* **EXCERPT PROVIDED**
Dec 26, 2006

Oh when he stumbles...to his wits?

Holy Isa, Frog Eyes has yet another new album coming out. I can't take it. This one's called "Tears if the Valedvictorian". he wooooould! One of the songs is called "Reform your Countryside". What the hell.....I love how everything is set in the middle ages with this guy. Why is it that I can't keep up with one of my favorite bands as of right now. Frog Eyes has re-released all, I mean ALL of their old side projects now, even the first recording (when Spencer Krug and Mercer were just roomates) is now out for purchase.

Note that this recording has no mixing in it, overlaying of insturments or ANY studio technical jargon added to it. The real deal, on the spot, through a crappy microphone. sigh....I want that. Scott and I used to have that. Every second of horrible music we ever recorded seemed to be sound like abslolute bliss in our ears.

No see, we were those kids that took our acoustic guitars to the city park and just sat there for hours trying to write "music". It's a shame what drugs and and one girl can do to a person in the end.

So Absolutely Kosher Records is looking for an intern for their place in California. How cool would that be. Sunset Rubdown, Frog Eyes, Them Tigers.......I MEAN....I wish. If I could wish for three things right now it would be: some more toast with two kinds of jelly, graduate school which would in theory include a teaching position after, and a deal with Absolutley Kohser Records. which wait............that would mean I'd need musical talent and skill..................something I don't have anymore. o well, wishes smishes.

So I'm sitting in Florida right now in some luxurious house that's worth way more than I can count on my fingers. My Dad and his ladyfriend went to the eye doctors, so I'm stuck here with not much to do. I'll finish this later. Cause I can tell it's getting boring.

Dec 20, 2006

well....after reading half of At-Tauba, watching half of the movie, "clueless", and eating half a bag of Doritos while watching the making of Disney World on Modern Marvels, I think it's time to call it a night.

Did you know that there's an entire underground system underneath the Magical Kingdom? And also their trash system in Disney World, is basically what you see at bank tellers. Those tubes that suck your money up.

I really like the new Sunset Rubdown song, "Wicked/Winged Things". Seriously

i'd paint your room for a bite to eat.

So I am back in Ann Arbor. Every time I come home I always find myself sprawled across my bed writing yet another blogspot. It's been a while though. The past month and a half, has been quite the experience.

* **RECORDS SUPPLIED**
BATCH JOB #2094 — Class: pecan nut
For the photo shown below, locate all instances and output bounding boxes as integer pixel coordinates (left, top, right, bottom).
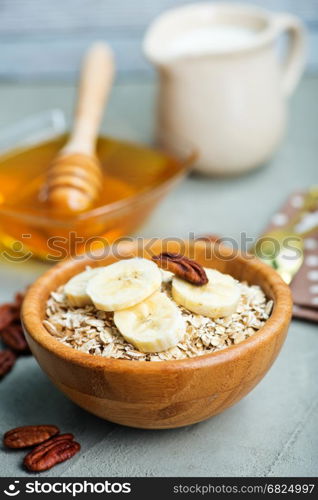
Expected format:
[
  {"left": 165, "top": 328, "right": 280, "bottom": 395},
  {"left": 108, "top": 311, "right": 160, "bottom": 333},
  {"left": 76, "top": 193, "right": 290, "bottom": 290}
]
[
  {"left": 23, "top": 434, "right": 81, "bottom": 472},
  {"left": 0, "top": 350, "right": 16, "bottom": 378},
  {"left": 152, "top": 252, "right": 208, "bottom": 286},
  {"left": 0, "top": 323, "right": 29, "bottom": 353},
  {"left": 3, "top": 425, "right": 60, "bottom": 448}
]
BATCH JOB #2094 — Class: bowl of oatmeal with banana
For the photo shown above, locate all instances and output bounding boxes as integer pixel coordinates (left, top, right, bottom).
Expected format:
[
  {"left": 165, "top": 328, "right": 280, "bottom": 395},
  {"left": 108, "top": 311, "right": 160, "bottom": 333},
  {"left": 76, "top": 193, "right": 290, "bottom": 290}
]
[{"left": 22, "top": 240, "right": 292, "bottom": 429}]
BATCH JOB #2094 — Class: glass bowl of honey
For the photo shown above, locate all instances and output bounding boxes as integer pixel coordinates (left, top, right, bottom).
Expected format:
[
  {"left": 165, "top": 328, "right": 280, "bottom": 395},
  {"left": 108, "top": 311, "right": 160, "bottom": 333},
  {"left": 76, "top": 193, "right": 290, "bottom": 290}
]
[{"left": 0, "top": 135, "right": 196, "bottom": 262}]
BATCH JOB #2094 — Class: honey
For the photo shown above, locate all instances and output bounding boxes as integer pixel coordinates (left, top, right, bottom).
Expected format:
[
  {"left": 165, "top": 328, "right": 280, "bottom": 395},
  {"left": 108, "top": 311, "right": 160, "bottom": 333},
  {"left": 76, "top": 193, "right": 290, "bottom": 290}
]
[{"left": 0, "top": 137, "right": 188, "bottom": 261}]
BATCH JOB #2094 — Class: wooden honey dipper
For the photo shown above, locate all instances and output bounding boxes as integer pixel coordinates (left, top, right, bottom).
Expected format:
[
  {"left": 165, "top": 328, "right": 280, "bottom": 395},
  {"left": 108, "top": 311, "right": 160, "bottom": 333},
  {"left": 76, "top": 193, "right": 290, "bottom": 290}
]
[{"left": 46, "top": 43, "right": 114, "bottom": 215}]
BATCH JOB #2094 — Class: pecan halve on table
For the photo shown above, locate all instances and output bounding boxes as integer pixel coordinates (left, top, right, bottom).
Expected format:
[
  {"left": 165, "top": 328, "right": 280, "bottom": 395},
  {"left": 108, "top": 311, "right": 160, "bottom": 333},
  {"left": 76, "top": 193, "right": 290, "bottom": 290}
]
[
  {"left": 23, "top": 434, "right": 81, "bottom": 472},
  {"left": 3, "top": 425, "right": 60, "bottom": 449},
  {"left": 152, "top": 252, "right": 208, "bottom": 286},
  {"left": 0, "top": 322, "right": 30, "bottom": 354}
]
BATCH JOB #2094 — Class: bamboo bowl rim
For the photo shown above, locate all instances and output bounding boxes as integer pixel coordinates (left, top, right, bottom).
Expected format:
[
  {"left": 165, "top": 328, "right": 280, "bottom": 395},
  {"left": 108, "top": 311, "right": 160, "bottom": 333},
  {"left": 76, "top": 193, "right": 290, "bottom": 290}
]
[{"left": 22, "top": 240, "right": 292, "bottom": 374}]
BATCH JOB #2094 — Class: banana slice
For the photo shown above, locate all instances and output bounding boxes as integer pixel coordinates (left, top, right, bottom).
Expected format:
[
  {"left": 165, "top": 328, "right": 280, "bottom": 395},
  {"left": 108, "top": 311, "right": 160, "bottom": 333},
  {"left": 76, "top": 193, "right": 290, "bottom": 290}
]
[
  {"left": 86, "top": 258, "right": 161, "bottom": 311},
  {"left": 172, "top": 269, "right": 241, "bottom": 318},
  {"left": 64, "top": 267, "right": 106, "bottom": 307},
  {"left": 114, "top": 292, "right": 186, "bottom": 352}
]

* **WHAT TO DO**
a: Can you recast the stretch of the entries from the line containing "BATCH JOB #2094 — Class: banana slice" through the end of the entries as a JSON list of strings, one string per line, with blank lines left out?
b: Could you continue the blog post about Frog Eyes, Florida and returning to Ann Arbor from where it stops?

* **TASK ANSWERS**
a:
[
  "BATCH JOB #2094 — Class: banana slice",
  "For the photo shown above, locate all instances and output bounding boxes as integer pixel coordinates (left, top, right, bottom).",
  "Expected format:",
  "[",
  "  {\"left\": 165, \"top\": 328, \"right\": 280, \"bottom\": 395},",
  "  {\"left\": 108, \"top\": 311, \"right\": 160, \"bottom\": 333},",
  "  {\"left\": 76, \"top\": 193, \"right\": 290, \"bottom\": 290}",
  "]",
  "[",
  "  {\"left\": 86, \"top\": 258, \"right\": 161, \"bottom\": 311},",
  "  {\"left\": 172, \"top\": 269, \"right\": 241, \"bottom\": 318},",
  "  {\"left\": 64, \"top\": 267, \"right\": 106, \"bottom\": 307},",
  "  {\"left\": 114, \"top\": 292, \"right\": 186, \"bottom\": 352}",
  "]"
]

b:
I got home and what was the first thing this fat kid noticed. 10 unopened jars of marshmallow creme sitting next to 4 jars of cake icing sitting next to 3 cans of condensed milk.

Instant stomach ache I'd have to say.....but one hell of a time I'm sure of that.
I made a...............wait.............fat kid is about to talk about his lunch right now with full confidence.................(I'm so lame)...........so as I was saying,

I made the ultimate grilled cheese today. The kind that becomes obnoxious when trying to flip in the pan. Usually you can get away with just flipping the sandwich in the air, but when you need a spatula, you know you've gone overboard with your variety of cheese selections. I'd have to say I included........4 different kinds of cheese. Mozzarella, Colby, Parmesan, and last but not least, Swiss.....two slices of Swiss. All topped off with a juice box.

It was so good that I have a stomach ache right now, but the kind that makes you say to yourself....."If I ate some ice cream right now, I bet that would cool down this stomach ache". Which is then followed by passing out on the couch watching cartoon network....even the horrible cartoons on the program you know you hate. I actually sat through an entire episode of "Class Of 3000"........horrible.

But when you've got a belly full of grilled cheese anything goes right?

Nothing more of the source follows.